>> START INPUT RECORDS
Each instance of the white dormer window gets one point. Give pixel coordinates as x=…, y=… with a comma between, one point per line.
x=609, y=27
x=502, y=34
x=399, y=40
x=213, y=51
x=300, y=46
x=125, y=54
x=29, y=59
>> END INPUT RECORDS
» **PROBLEM TO WORK ON**:
Extract every line of the listing above and copy each one character for character.

» **THE REPLY**:
Each instance of the white dormer window gets one point. Give pixel coordinates as x=…, y=… with a comma between, one point per line.
x=609, y=27
x=502, y=34
x=399, y=40
x=213, y=51
x=300, y=46
x=125, y=54
x=29, y=59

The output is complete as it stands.